* _Исходные данные_:
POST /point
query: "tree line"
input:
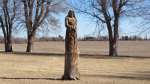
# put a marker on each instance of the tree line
(29, 14)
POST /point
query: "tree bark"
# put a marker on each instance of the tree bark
(71, 56)
(30, 41)
(8, 45)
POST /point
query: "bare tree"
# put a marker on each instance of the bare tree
(35, 13)
(107, 12)
(7, 17)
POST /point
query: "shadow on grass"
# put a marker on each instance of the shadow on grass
(95, 56)
(120, 76)
(20, 78)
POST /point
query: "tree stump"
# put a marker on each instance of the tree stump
(71, 48)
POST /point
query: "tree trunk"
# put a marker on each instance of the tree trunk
(112, 48)
(30, 41)
(71, 56)
(8, 45)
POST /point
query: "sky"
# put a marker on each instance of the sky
(87, 27)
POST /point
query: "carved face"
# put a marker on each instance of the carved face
(71, 13)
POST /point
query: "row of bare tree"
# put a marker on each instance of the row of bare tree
(29, 14)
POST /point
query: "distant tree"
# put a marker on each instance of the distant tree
(7, 16)
(107, 12)
(38, 12)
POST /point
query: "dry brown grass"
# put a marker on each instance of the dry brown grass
(45, 65)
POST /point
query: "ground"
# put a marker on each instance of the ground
(45, 64)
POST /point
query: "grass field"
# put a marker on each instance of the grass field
(45, 64)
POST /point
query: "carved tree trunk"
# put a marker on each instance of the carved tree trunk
(30, 41)
(71, 55)
(8, 44)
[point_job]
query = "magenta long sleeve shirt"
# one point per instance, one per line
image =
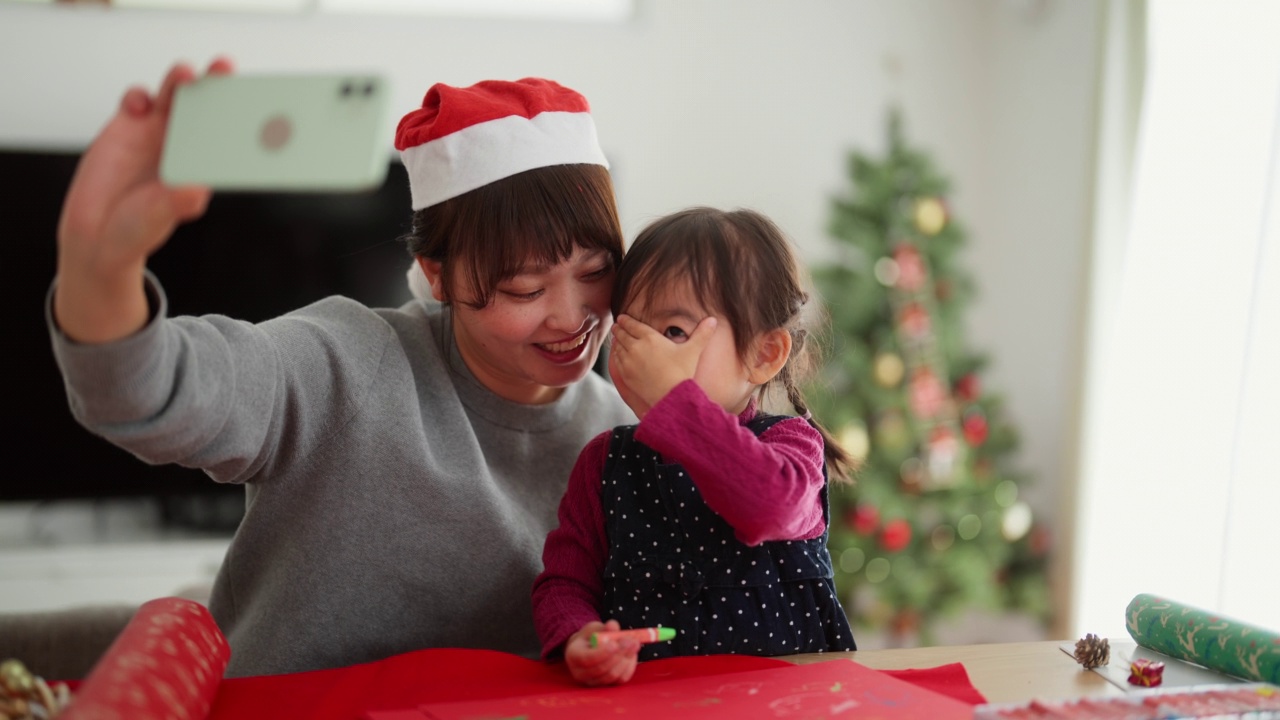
(766, 487)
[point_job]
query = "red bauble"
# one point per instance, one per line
(976, 428)
(927, 393)
(968, 388)
(910, 267)
(863, 519)
(896, 534)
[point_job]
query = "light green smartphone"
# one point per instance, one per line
(279, 132)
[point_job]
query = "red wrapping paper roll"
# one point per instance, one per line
(167, 662)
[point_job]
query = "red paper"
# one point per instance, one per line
(819, 689)
(433, 675)
(167, 662)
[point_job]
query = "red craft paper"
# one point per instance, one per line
(167, 662)
(433, 675)
(818, 689)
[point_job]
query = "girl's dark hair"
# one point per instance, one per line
(538, 217)
(740, 265)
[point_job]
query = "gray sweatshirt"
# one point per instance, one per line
(393, 502)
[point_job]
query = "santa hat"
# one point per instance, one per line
(466, 137)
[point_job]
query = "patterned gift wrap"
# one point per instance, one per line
(1197, 636)
(1255, 701)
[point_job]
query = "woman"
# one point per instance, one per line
(402, 465)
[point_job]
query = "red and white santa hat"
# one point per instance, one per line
(466, 137)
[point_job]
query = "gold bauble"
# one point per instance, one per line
(16, 678)
(854, 440)
(888, 369)
(931, 215)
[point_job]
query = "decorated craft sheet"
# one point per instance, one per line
(837, 688)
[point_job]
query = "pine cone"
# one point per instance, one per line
(1092, 651)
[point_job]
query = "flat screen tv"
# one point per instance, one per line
(251, 256)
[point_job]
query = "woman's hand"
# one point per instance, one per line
(609, 664)
(117, 213)
(645, 365)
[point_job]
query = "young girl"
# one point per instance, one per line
(709, 516)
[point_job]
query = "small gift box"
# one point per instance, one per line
(1146, 673)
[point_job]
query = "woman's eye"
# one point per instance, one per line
(600, 273)
(517, 295)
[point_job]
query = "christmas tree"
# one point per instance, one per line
(933, 524)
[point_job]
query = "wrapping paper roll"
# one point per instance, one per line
(1197, 636)
(167, 662)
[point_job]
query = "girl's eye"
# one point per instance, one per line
(516, 295)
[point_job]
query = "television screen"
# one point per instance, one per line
(251, 256)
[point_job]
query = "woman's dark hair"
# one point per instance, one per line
(538, 217)
(740, 265)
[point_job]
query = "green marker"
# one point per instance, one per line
(641, 634)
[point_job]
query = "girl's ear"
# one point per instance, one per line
(434, 276)
(771, 352)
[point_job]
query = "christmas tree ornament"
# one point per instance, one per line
(888, 369)
(931, 215)
(974, 427)
(895, 534)
(1092, 651)
(931, 460)
(854, 440)
(942, 459)
(912, 273)
(968, 388)
(942, 290)
(886, 272)
(927, 393)
(1016, 522)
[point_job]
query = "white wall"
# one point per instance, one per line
(714, 101)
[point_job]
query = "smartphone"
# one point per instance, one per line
(279, 132)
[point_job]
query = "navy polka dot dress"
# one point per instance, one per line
(675, 563)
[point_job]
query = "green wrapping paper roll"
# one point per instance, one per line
(1196, 636)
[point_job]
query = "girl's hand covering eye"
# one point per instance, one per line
(647, 365)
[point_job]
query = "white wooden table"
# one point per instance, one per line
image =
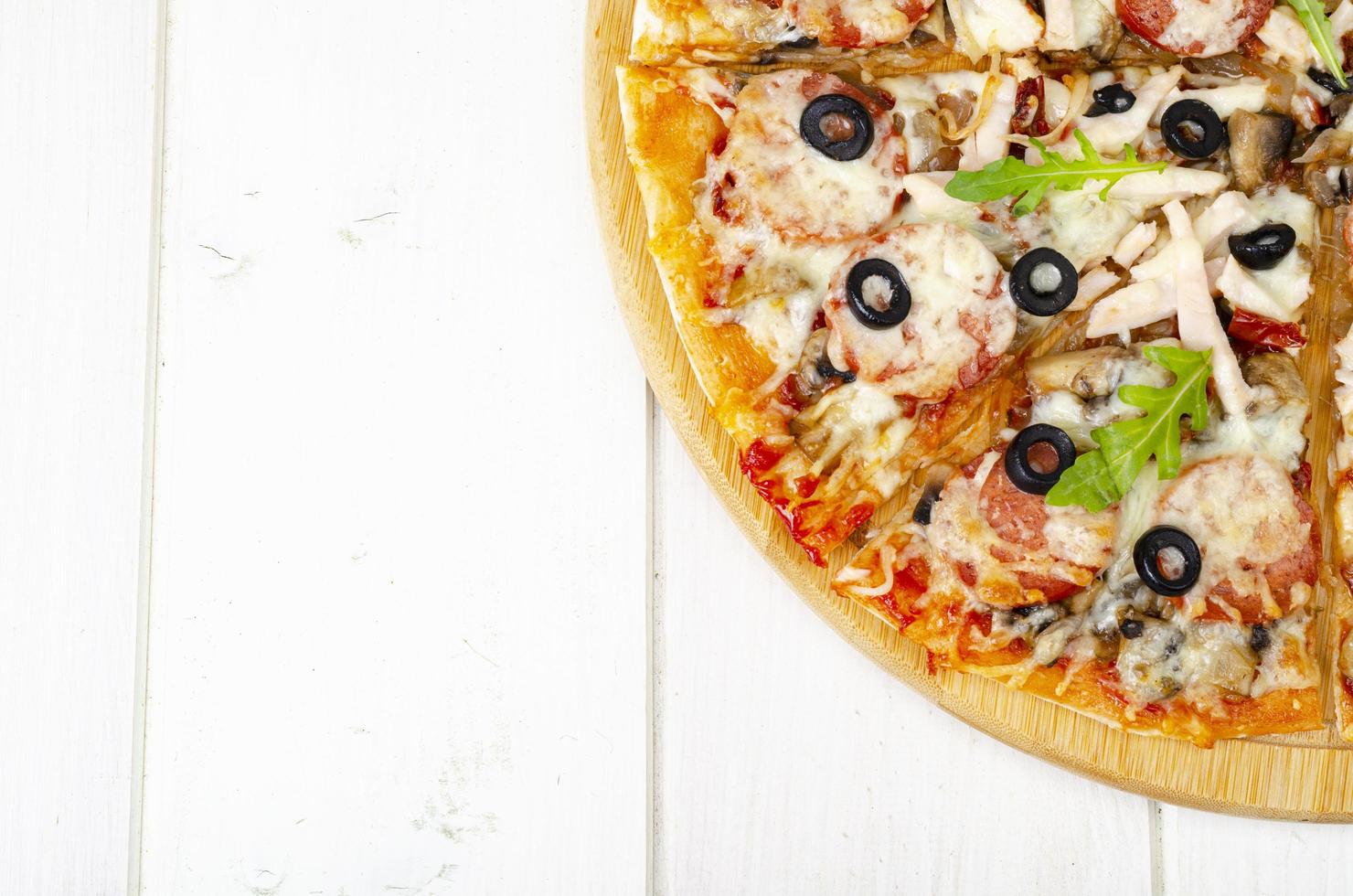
(306, 340)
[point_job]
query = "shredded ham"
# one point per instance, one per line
(1199, 326)
(949, 127)
(1080, 88)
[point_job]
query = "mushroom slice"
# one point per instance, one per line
(1259, 144)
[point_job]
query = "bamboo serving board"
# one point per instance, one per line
(1301, 777)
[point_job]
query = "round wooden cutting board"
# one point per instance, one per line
(1305, 777)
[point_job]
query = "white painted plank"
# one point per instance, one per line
(1204, 853)
(786, 763)
(76, 149)
(400, 523)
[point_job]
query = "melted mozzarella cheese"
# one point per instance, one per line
(1074, 25)
(1133, 306)
(960, 317)
(1206, 28)
(1248, 93)
(1133, 244)
(1243, 515)
(1108, 133)
(1069, 546)
(915, 93)
(1285, 42)
(780, 325)
(1280, 292)
(986, 26)
(769, 180)
(1344, 403)
(1199, 326)
(857, 23)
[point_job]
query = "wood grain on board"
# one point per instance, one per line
(78, 87)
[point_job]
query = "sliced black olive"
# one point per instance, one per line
(899, 296)
(837, 126)
(1042, 290)
(1020, 470)
(1262, 248)
(924, 507)
(1326, 80)
(1111, 99)
(827, 371)
(1192, 129)
(1146, 558)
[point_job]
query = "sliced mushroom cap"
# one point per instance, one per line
(1279, 372)
(1259, 145)
(1090, 372)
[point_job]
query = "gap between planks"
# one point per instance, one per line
(654, 591)
(141, 674)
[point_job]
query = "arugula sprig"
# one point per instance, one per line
(1012, 176)
(1104, 475)
(1311, 13)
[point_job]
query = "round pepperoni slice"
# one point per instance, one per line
(767, 176)
(1256, 532)
(1009, 546)
(1195, 27)
(957, 326)
(858, 23)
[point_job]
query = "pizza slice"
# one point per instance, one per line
(1079, 33)
(762, 30)
(1138, 541)
(843, 325)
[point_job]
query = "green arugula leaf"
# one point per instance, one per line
(1012, 176)
(1104, 475)
(1087, 484)
(1311, 13)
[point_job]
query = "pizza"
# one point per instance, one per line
(1009, 315)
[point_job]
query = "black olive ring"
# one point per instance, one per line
(1023, 474)
(899, 301)
(1181, 118)
(1326, 80)
(926, 507)
(1031, 299)
(1146, 560)
(843, 151)
(1111, 99)
(1262, 248)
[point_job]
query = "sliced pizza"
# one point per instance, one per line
(1153, 572)
(843, 310)
(1180, 608)
(1071, 33)
(762, 30)
(1342, 464)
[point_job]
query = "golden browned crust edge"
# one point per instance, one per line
(667, 137)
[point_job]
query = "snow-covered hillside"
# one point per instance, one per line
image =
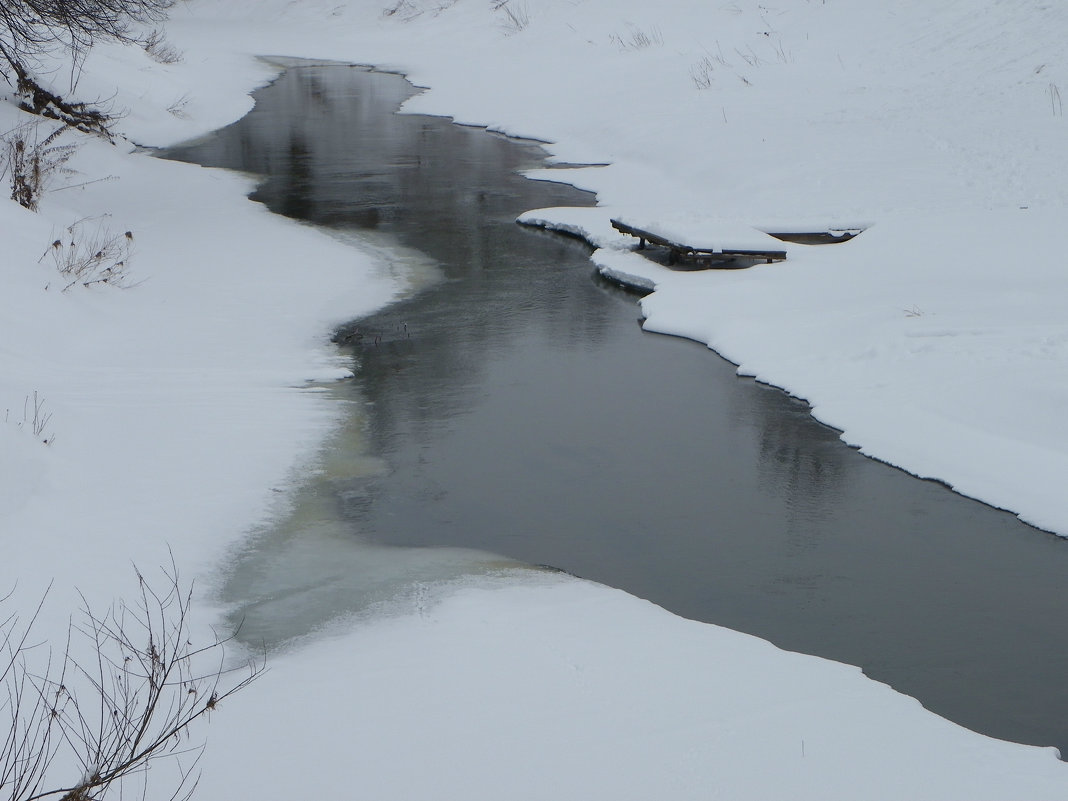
(177, 411)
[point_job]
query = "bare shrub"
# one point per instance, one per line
(403, 10)
(516, 16)
(125, 693)
(31, 162)
(90, 255)
(35, 420)
(178, 107)
(638, 38)
(159, 50)
(703, 73)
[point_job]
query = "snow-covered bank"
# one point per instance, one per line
(555, 688)
(181, 404)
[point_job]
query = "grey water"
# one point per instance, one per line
(508, 411)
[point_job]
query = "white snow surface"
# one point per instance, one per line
(179, 412)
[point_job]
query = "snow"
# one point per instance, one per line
(179, 412)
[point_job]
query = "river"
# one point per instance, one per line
(508, 411)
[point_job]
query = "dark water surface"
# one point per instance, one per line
(514, 407)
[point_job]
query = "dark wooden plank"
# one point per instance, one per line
(681, 250)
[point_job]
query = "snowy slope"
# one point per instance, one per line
(182, 407)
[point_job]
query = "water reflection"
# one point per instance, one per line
(516, 408)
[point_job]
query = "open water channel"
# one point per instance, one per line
(509, 411)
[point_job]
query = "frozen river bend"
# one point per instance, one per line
(512, 406)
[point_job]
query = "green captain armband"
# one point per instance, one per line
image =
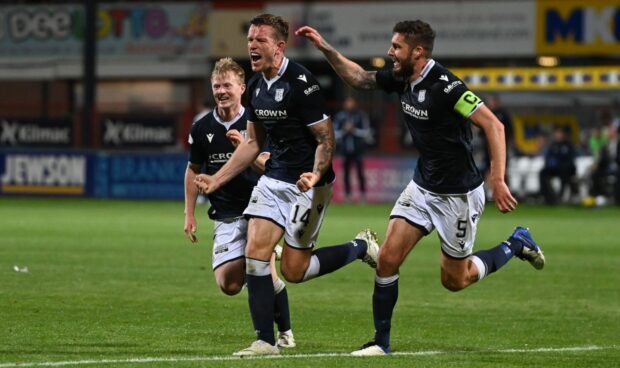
(467, 103)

* _Задание_: Перечислите все строки из приведенных выше позиций, в которых встречается слово «roll», с учетом регистра букв.

* _Итоговый ответ_:
query = "red wrapping paper roll"
query = "wrapping paper roll"
query = "green wrapping paper roll"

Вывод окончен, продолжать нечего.